Stated goal: Repeat the part of the records below that opens with the line containing "Point out the white circular" and closes with the line containing "<point>477,63</point>", both lines included.

Task data:
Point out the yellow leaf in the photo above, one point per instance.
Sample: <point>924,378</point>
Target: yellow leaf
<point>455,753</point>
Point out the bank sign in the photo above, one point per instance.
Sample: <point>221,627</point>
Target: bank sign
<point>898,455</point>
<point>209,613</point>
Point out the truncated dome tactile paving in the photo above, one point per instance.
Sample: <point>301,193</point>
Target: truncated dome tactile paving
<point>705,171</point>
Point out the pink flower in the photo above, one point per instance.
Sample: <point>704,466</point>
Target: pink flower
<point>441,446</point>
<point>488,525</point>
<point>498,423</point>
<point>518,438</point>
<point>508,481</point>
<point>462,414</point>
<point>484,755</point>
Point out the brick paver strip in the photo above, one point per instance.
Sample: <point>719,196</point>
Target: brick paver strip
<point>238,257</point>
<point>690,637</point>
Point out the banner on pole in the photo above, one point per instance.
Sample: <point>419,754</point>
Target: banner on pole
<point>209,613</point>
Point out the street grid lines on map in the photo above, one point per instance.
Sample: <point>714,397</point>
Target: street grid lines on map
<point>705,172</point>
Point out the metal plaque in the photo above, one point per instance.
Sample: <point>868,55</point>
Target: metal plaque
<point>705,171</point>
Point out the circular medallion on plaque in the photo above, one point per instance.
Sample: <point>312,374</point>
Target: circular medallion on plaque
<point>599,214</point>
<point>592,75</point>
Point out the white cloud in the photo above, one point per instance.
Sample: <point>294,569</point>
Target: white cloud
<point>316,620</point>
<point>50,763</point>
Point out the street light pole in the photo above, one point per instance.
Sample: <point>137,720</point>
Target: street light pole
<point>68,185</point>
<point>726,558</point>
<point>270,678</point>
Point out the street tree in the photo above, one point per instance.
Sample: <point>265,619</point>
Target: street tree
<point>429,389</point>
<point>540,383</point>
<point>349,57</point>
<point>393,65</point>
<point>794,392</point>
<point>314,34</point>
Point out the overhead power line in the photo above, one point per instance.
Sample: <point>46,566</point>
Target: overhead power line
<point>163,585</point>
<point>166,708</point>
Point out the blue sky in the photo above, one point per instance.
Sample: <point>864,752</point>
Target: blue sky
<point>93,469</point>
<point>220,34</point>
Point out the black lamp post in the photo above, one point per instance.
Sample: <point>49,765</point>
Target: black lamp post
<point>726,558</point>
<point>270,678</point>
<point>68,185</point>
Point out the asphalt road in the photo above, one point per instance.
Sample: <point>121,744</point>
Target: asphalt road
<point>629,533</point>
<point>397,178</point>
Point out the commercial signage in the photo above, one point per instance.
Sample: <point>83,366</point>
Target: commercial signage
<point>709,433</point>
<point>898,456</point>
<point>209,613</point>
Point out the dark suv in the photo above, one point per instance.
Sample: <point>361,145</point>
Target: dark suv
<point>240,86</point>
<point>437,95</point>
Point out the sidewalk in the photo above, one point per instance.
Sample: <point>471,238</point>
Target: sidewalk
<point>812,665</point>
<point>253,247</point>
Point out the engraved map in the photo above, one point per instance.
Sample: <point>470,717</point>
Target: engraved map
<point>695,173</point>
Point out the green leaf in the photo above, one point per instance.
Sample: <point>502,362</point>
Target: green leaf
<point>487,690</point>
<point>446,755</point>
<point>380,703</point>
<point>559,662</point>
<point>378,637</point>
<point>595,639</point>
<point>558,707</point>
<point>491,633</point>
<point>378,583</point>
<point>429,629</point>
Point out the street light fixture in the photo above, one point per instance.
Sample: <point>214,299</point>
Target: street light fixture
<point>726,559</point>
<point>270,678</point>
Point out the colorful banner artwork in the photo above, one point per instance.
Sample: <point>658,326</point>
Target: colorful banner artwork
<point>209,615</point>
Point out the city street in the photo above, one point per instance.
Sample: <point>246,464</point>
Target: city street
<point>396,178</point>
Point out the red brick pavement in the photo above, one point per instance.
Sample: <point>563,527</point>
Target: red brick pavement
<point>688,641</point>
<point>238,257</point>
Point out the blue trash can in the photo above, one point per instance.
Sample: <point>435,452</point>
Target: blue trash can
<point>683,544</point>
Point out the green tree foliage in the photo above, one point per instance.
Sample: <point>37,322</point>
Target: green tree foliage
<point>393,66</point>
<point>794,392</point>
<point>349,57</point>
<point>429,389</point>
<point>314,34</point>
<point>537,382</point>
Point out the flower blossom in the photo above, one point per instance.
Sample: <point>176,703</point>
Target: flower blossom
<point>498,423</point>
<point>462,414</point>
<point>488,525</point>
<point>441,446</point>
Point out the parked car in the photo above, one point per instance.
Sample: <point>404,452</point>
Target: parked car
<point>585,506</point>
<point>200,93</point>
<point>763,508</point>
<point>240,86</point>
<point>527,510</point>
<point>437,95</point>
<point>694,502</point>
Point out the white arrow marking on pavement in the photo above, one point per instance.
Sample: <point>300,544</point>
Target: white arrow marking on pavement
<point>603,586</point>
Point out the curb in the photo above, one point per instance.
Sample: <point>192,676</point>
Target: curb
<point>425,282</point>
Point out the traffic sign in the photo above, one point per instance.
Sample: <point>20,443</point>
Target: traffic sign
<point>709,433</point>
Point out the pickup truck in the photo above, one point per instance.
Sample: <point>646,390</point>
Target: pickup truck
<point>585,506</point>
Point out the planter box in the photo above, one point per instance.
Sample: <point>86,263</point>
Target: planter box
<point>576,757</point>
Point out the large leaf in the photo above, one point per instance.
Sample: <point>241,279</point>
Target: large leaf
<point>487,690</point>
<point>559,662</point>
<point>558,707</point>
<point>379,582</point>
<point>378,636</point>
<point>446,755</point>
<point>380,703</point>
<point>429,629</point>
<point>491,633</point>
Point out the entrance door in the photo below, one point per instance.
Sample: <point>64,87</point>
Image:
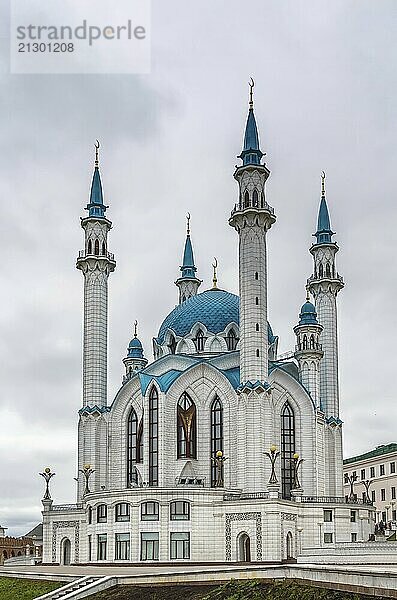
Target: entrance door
<point>244,548</point>
<point>66,552</point>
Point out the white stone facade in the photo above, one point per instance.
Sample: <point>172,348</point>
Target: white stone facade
<point>181,463</point>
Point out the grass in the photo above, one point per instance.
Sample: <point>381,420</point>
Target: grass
<point>12,588</point>
<point>233,590</point>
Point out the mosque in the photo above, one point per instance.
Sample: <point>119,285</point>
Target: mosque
<point>217,449</point>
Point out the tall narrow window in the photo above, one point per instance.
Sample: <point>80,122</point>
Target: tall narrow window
<point>153,437</point>
<point>231,340</point>
<point>186,427</point>
<point>216,436</point>
<point>287,449</point>
<point>199,341</point>
<point>134,446</point>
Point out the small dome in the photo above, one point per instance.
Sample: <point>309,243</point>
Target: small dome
<point>135,349</point>
<point>308,315</point>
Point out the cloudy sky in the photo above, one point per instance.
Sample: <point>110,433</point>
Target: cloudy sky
<point>326,82</point>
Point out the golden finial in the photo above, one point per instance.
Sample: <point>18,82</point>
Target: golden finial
<point>323,183</point>
<point>251,84</point>
<point>97,153</point>
<point>188,224</point>
<point>215,266</point>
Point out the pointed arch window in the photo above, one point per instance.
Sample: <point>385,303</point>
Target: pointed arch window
<point>199,341</point>
<point>134,446</point>
<point>172,344</point>
<point>216,436</point>
<point>287,449</point>
<point>186,427</point>
<point>153,437</point>
<point>231,340</point>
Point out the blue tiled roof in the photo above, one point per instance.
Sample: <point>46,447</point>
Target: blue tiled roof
<point>213,308</point>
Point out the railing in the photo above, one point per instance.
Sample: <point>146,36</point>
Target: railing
<point>335,500</point>
<point>62,507</point>
<point>248,496</point>
<point>194,481</point>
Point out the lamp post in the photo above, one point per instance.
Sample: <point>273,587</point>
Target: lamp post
<point>87,471</point>
<point>219,460</point>
<point>47,475</point>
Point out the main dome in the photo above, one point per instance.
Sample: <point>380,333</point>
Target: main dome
<point>215,309</point>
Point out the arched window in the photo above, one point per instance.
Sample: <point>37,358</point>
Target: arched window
<point>134,446</point>
<point>172,345</point>
<point>287,449</point>
<point>216,436</point>
<point>186,427</point>
<point>199,341</point>
<point>153,437</point>
<point>231,340</point>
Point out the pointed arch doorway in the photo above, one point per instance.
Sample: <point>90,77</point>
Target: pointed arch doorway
<point>244,548</point>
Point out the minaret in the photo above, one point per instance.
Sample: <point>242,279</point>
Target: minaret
<point>308,350</point>
<point>251,218</point>
<point>188,283</point>
<point>96,263</point>
<point>324,285</point>
<point>135,360</point>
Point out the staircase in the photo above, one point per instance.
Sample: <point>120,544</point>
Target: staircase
<point>81,588</point>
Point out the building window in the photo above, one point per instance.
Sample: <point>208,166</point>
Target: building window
<point>199,341</point>
<point>122,546</point>
<point>287,449</point>
<point>153,437</point>
<point>102,513</point>
<point>231,340</point>
<point>327,516</point>
<point>134,446</point>
<point>179,511</point>
<point>149,545</point>
<point>122,512</point>
<point>150,511</point>
<point>101,546</point>
<point>180,545</point>
<point>216,436</point>
<point>186,427</point>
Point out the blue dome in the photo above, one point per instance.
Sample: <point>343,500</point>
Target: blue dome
<point>135,349</point>
<point>215,309</point>
<point>308,315</point>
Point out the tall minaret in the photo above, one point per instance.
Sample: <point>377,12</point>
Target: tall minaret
<point>324,285</point>
<point>188,283</point>
<point>96,263</point>
<point>251,218</point>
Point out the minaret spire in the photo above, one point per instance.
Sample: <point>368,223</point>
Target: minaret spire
<point>188,283</point>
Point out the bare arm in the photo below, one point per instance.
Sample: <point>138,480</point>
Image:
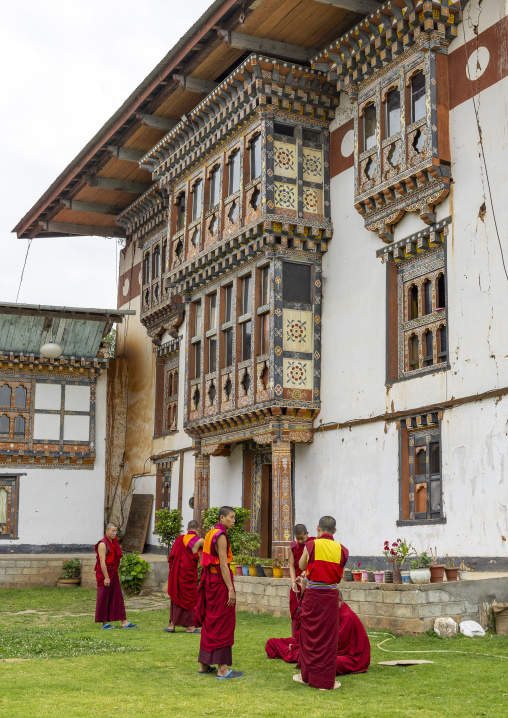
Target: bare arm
<point>222,550</point>
<point>102,559</point>
<point>304,559</point>
<point>198,545</point>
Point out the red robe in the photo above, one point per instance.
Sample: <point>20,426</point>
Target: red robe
<point>109,605</point>
<point>183,580</point>
<point>212,612</point>
<point>353,651</point>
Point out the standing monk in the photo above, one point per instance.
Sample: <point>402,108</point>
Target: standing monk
<point>215,608</point>
<point>183,579</point>
<point>324,560</point>
<point>301,537</point>
<point>110,605</point>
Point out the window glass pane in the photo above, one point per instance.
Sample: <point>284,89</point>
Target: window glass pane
<point>297,283</point>
<point>48,396</point>
<point>369,127</point>
<point>197,360</point>
<point>5,395</point>
<point>212,354</point>
<point>420,460</point>
<point>285,130</point>
<point>47,427</point>
<point>418,109</point>
<point>214,187</point>
<point>76,428</point>
<point>434,458</point>
<point>234,173</point>
<point>246,294</point>
<point>77,398</point>
<point>3,506</point>
<point>212,311</point>
<point>392,112</point>
<point>197,196</point>
<point>246,340</point>
<point>311,136</point>
<point>255,157</point>
<point>264,285</point>
<point>229,347</point>
<point>228,297</point>
<point>4,425</point>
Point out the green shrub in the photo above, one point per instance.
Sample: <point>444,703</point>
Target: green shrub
<point>168,526</point>
<point>132,572</point>
<point>71,568</point>
<point>237,533</point>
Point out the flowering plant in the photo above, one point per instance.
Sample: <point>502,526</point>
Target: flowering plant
<point>398,552</point>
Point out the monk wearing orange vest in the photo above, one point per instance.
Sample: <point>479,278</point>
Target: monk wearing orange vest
<point>215,608</point>
<point>324,560</point>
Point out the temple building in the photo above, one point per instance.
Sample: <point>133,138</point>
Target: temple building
<point>310,195</point>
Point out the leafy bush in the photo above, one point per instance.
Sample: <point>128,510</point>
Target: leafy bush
<point>237,533</point>
<point>132,572</point>
<point>168,525</point>
<point>71,568</point>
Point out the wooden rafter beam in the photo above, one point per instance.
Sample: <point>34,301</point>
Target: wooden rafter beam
<point>267,47</point>
<point>157,123</point>
<point>194,84</point>
<point>79,206</point>
<point>363,7</point>
<point>87,230</point>
<point>116,185</point>
<point>126,153</point>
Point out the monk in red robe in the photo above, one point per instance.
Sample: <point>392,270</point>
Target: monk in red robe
<point>353,651</point>
<point>301,537</point>
<point>183,579</point>
<point>215,607</point>
<point>109,606</point>
<point>324,560</point>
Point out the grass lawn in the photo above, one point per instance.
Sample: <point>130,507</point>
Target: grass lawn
<point>77,671</point>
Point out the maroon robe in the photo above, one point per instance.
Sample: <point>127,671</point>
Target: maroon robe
<point>109,605</point>
<point>183,580</point>
<point>212,612</point>
<point>353,651</point>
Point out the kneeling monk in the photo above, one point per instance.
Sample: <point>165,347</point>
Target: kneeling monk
<point>353,651</point>
<point>215,608</point>
<point>183,579</point>
<point>110,605</point>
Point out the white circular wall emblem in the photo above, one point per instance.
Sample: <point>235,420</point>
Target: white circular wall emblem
<point>348,144</point>
<point>477,63</point>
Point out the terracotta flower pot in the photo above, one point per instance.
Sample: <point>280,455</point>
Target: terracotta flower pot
<point>436,572</point>
<point>451,573</point>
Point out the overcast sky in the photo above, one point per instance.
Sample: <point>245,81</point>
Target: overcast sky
<point>66,67</point>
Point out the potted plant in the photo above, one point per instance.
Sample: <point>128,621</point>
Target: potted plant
<point>357,572</point>
<point>277,568</point>
<point>71,573</point>
<point>397,555</point>
<point>420,571</point>
<point>268,568</point>
<point>451,570</point>
<point>436,569</point>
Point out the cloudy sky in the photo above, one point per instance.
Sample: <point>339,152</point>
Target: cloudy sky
<point>66,67</point>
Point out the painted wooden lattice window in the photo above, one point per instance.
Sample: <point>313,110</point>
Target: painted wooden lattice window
<point>9,506</point>
<point>420,469</point>
<point>422,315</point>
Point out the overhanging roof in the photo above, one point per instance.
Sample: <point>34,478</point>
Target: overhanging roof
<point>105,177</point>
<point>24,328</point>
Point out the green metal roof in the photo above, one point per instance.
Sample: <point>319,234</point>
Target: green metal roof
<point>24,328</point>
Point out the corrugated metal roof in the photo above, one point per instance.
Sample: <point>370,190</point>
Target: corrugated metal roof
<point>26,327</point>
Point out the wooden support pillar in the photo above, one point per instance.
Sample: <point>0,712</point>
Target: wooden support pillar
<point>201,485</point>
<point>282,501</point>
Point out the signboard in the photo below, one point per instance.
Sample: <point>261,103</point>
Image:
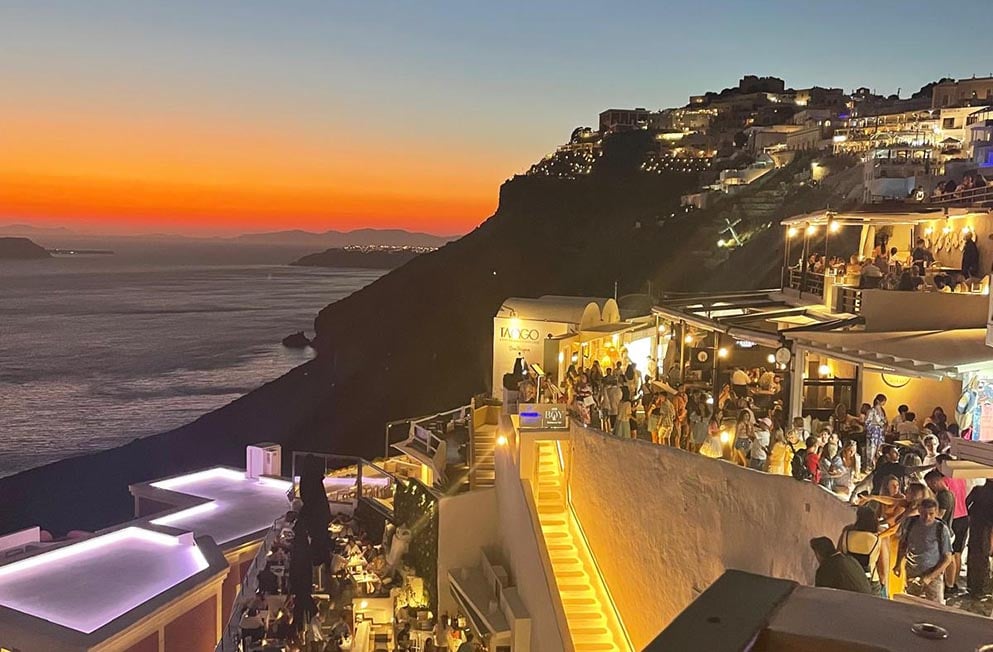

Solved exercise:
Point out the white circular wall emblem in the photo above, one point per instance.
Sample: <point>235,420</point>
Target: white circular wall emblem
<point>348,144</point>
<point>477,63</point>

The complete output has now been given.